-- Start PAGE EXTRACT --

JPK Huson 1863
Brev. Brig. Gen'l
- Joined
- Feb 14, 2012
- Location
- Central Pennsylvania
Among the plethora of stories of astonishing women lies one who shines like a bright coin begging to be picked up, examined, marveled over and paid in memoriam in order the next generations never forget. Forget what? What these women were MADE of. If there had been an autopsy, sheer muscle and granite dust, some softening agent around the heart They're our sisters, after all.
Loyalty of Dogs brought up Kitty Payne in another thread, the ex-enslaved woman from Virginia whose futures ( she had a couple ) depended so much on a white man's whim and an apparent streak of cruelty. Her story runs like so many through Gettysburg, which means through our Great Story of continuance as a country. Flattens me, how so, so many threads entangled themselves there only to smooth themselves out and stretch variously up to 2014. Hers is just one thread to be sure. it's a good one.

-- End PAGE EXTRACT --
-- Start SUPPLIED INFORMATION --

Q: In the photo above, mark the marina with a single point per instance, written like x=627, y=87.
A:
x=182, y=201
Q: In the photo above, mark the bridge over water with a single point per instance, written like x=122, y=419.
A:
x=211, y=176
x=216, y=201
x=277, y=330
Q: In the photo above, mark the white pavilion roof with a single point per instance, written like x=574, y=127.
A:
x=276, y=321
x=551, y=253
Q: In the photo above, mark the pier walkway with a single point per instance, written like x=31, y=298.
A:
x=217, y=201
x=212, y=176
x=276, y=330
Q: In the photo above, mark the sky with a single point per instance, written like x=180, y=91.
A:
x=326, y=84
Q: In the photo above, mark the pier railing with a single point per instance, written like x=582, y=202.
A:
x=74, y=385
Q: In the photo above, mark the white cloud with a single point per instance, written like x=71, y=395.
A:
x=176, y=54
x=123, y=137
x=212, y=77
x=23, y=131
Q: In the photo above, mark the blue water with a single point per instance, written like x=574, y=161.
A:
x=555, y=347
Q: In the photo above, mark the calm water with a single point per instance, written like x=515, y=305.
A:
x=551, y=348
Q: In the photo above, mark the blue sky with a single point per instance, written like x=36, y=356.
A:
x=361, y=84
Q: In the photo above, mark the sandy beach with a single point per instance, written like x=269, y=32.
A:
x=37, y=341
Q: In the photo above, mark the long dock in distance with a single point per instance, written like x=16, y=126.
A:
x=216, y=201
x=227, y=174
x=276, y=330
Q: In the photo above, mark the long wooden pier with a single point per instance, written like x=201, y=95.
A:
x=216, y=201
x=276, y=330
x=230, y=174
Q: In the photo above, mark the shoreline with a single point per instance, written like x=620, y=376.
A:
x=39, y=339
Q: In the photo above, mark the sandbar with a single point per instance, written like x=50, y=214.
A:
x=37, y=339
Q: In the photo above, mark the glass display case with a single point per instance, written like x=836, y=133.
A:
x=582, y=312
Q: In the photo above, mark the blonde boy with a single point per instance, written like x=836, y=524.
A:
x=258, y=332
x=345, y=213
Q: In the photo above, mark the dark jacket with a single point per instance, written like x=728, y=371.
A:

-- End SUPPLIED INFORMATION --

— COMPLETE THE FOLLOWING —
a: Can you extract the part of the forum post on Kitty Payne between "JPK Huson 1863" and "sisters, after all.", inclusive?
b: What comes next in the forum post on Kitty Payne? Write a continuation that picks up after its final sentence.

— OUTPUTS FOR THE TASKS —
a:
JPK Huson 1863
Brev. Brig. Gen'l
- Joined
- Feb 14, 2012
- Location
- Central Pennsylvania
Among the plethora of stories of astonishing women lies one who shines like a bright coin begging to be picked up, examined, marveled over and paid in memoriam in order the next generations never forget. Forget what? What these women were MADE of. If there had been an autopsy, sheer muscle and granite dust, some softening agent around the heart They're our sisters, after all.

b:
"
Catherine "Kitty" Payne was a slave, born to her owner, Samuel Maddox of Rappahannock County, Virginia, and one of his slaves. She married Robert Payne, a free black, in 1836, and they had four children. When Maddox died in 1837, she and her children were left to Maddox's wife Mary who emancipated them in 1843. Mary Maddox then moved with them to Gettysburg, Pennsylvania where Robert Payne died. Maddox's nephew, however, did not recognize Mary's right to free the Payne family and so hired a band of "slave catchers" to kidnap the Payne family and return them to slavery in Virginia.
Kitty Payne fought the nephew in court, and after a year of complex proceedings, re-won her family's freedom. The Paynes then returned to Gettysburg where Kitty remarried. Kitty Payne died in 1851, but Eliza Jane, one of Kitty's daughters, was still living in Gettysburg when the Union and Confederate armies collided there in July 1863. Eliza recalled hiding during the battle, not only from shot and shell but also from Confederates roaming the town in search of blacks to abduct. Another of Kitty's children, James Arthur Payne, would later enlist in the 27th U.S. Colored Troops and fight at the Battle of the Crater. "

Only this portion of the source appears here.